- [Фрагмент текста]:
========
НОВОСТИ    БИБЛИОТЕКА    ССЫЛКИ
КРАТКИЙ ПСИХОЛОГИЧЕСКИЙ СЛОВАРЬ РАЗДЕЛЫ ПСИХОЛОГИИ
КАРТА САЙТА    О САЙТЕ


предыдущая главасодержаниеследующая глава

Глава 12. Школы психологии

Кризис психологии

С быстрым развитием опытной психологии резко контрастировала теоретическая ситуация в этой новой науке.

У тех, кто понимал под психологией науку о сознании, его элементах, или актах, почва под ногами становилась все более зыбкой. Крах первоначальных представлений о предмете этой науки становился очевидным. Но крах представлений не означал исчезновения предмета. Напротив, предмет психологии существенно укрепился и развился. Новым содержанием обогатились психологические категории, зародившиеся в экспериментальных исследованиях перцептивных процессов, порогов ощущений, времени реакции, ассоциативной памяти и др. Причиной кризиса явилось не столкновение слабых теорий с неподатливыми фактами, а несоответствие этих теорий запросам категориального развития науки.

В теории предмет психологии понимался первоначально в пределах формулы "сознание и феномены". Исследовательская мысль открывала закономерные связи явлений и их зависимости, несовместимые с этой формулой. Господствующей версией являлся психофизический параллелизм, в пользу которого, в частности, высказалось большинство участников III Международного конгресса психологов в Мюнхене (1896 г.). Но о каком параллелизме могла идти речь, когда в своей исследовательской практике психолог только и делал, что непрерывно устанавливал зависимости между внешним и внутренним, объективным и субъективным.
========
- [Исходные данные]:
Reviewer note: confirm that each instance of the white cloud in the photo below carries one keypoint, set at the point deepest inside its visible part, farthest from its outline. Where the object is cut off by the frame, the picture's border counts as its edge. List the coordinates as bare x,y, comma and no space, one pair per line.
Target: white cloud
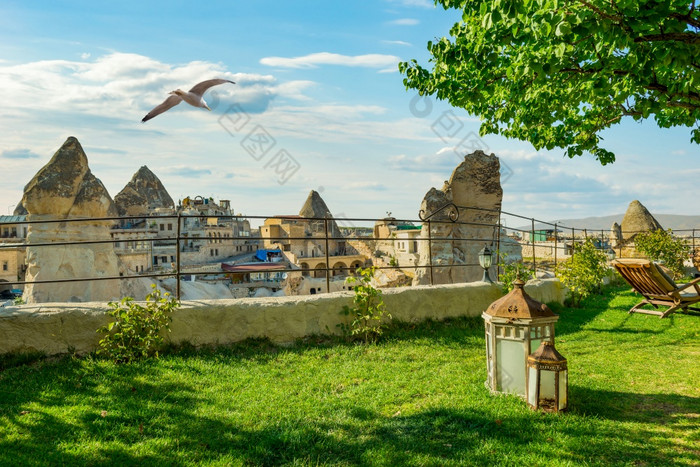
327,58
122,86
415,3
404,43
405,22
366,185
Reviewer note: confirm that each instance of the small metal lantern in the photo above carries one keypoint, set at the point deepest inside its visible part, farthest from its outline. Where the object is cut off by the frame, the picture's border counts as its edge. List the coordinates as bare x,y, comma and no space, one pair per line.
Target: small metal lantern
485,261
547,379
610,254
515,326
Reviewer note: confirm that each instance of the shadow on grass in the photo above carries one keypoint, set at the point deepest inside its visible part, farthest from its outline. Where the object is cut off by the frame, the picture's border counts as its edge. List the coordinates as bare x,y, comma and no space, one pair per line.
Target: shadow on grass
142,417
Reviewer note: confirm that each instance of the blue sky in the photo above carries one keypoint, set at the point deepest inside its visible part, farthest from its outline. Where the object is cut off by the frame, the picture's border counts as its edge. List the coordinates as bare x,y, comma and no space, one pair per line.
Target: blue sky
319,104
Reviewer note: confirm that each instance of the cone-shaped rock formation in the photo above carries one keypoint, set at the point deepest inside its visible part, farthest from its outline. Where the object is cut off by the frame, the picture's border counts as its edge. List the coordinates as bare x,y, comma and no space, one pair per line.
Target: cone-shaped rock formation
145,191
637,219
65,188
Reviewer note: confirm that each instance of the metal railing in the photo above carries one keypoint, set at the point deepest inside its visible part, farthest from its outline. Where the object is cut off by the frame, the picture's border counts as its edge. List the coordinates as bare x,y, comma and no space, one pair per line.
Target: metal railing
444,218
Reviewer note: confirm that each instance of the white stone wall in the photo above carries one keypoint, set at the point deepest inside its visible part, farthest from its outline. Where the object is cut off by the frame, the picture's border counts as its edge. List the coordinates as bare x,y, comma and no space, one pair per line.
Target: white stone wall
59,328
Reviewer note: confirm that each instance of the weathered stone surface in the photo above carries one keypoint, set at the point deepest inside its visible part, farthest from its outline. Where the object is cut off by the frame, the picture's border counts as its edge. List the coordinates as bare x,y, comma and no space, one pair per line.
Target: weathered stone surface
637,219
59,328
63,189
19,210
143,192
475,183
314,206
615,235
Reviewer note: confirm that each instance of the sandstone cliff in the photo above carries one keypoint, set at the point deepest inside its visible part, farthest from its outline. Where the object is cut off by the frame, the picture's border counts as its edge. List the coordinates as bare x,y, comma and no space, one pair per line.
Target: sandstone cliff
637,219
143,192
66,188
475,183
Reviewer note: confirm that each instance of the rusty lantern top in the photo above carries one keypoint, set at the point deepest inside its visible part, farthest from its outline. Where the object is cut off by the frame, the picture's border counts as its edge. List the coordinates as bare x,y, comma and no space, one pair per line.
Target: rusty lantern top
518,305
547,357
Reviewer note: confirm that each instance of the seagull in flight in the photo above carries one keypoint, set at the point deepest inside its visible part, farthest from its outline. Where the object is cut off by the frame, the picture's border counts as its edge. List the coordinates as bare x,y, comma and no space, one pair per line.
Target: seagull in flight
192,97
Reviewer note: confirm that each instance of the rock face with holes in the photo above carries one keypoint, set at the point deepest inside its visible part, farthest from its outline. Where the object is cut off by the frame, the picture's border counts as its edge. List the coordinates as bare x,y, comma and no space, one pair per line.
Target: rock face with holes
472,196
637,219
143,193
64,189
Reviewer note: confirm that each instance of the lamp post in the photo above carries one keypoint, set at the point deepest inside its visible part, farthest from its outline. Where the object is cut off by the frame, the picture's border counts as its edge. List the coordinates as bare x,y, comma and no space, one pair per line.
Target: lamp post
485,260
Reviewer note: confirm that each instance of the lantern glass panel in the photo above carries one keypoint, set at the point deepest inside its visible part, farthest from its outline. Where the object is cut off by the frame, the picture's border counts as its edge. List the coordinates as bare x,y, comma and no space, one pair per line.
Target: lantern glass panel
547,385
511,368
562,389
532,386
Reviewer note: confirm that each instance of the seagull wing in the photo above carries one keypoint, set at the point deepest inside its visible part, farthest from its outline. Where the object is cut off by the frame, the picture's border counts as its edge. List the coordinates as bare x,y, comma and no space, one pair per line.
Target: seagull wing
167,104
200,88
========
- [Что нужно сделать]:
- a) Согласуются ли с текстом о кризисе психологии следующие утверждения? (i) Кризис был вызван столкновением слабых теорий с неподатливыми фактами. (ii) Большинство участников III Международного конгресса психологов в Мюнхене высказались в пользу психофизического параллелизма. (iii) Крах представлений означал исчезновение предмета психологии. На каждое ответьте «да» или «нет» и дословно приведите решающие слова текста.
- b) Перепишите без изменений отрывок текста о кризисе психологии от «У тех, кто понимал» до «категориального развития науки.».
Материал к этой работе отношения не имеет.

- [Решения задач]:
- a)
(i) Нет: «Причиной кризиса явилось не столкновение слабых теорий с неподатливыми фактами, а несоответствие этих теорий запросам категориального развития науки».
(ii) Да: «Господствующей версией являлся психофизический параллелизм, в пользу которого, в частности, высказалось большинство участников III Международного конгресса психологов в Мюнхене (1896 г.)».
(iii) Нет: «Но крах представлений не означал исчезновения предмета».

- b)
У тех, кто понимал под психологией науку о сознании, его элементах, или актах, почва под ногами становилась все более зыбкой. Крах первоначальных представлений о предмете этой науки становился очевидным. Но крах представлений не означал исчезновения предмета. Напротив, предмет психологии существенно укрепился и развился. Новым содержанием обогатились психологические категории, зародившиеся в экспериментальных исследованиях перцептивных процессов, порогов ощущений, времени реакции, ассоциативной памяти и др. Причиной кризиса явилось не столкновение слабых теорий с неподатливыми фактами, а несоответствие этих теорий запросам категориального развития науки.